_RECORD EXTRACTS_.

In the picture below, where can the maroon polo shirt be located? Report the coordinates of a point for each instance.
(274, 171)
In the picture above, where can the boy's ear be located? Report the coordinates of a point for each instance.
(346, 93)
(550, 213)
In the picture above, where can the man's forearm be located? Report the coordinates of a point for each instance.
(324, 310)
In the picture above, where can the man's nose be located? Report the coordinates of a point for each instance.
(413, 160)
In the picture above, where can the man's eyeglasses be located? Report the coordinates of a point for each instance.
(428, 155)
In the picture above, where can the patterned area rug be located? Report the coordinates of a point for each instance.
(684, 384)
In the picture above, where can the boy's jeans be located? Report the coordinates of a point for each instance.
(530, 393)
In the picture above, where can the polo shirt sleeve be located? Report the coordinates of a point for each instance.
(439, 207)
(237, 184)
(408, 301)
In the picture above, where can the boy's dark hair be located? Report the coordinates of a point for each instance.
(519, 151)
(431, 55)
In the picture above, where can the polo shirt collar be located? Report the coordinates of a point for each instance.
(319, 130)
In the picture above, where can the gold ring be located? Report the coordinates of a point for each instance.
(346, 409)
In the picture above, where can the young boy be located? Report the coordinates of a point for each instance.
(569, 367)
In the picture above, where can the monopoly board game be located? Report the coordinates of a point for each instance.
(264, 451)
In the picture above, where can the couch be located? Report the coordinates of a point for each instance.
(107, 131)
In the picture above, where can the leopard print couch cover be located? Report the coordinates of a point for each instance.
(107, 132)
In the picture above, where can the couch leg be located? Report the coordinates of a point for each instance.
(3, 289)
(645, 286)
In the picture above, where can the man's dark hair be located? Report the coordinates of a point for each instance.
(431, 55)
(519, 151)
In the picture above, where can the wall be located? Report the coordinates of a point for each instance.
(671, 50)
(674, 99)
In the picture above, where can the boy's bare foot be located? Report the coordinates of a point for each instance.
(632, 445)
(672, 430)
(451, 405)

_TASK OBJECTIVE_. Give again only the lines starting at the one that contains "In the picture above, where can the polo shirt collar" and running to the end of the data.

_EXPECTED ANSWER_.
In the picture above, where can the polo shirt collar be located? Report the coordinates of a point for each instance.
(319, 130)
In the picture above, where can the gold ring be located? Report the coordinates of a point for each instance.
(346, 409)
In the picture above, where can the young boy be located? Report the coordinates of a point for each instance.
(569, 367)
In the picture above, where can the monopoly board game be located? Report the coordinates of a point for each instance.
(264, 451)
In the picture above, where can the couch be located? Report the coordinates of a point for each instance.
(107, 131)
In the picture above, where can the leopard print couch cover be located? Report the coordinates of a point for each instance.
(107, 132)
In the picture above, where can the couch leg be located? Report the coordinates of a point for each instance.
(3, 289)
(645, 286)
In the picture above, where can the man's dark hair be located? Report the coordinates of a point for each instance.
(431, 55)
(519, 151)
In the picture above, where can the wall be located? Report the coordinates of a point for each instance.
(671, 50)
(674, 99)
In the picture above, where can the boy's bare foot be located? Report the coordinates of a point for each instance.
(632, 445)
(672, 430)
(451, 405)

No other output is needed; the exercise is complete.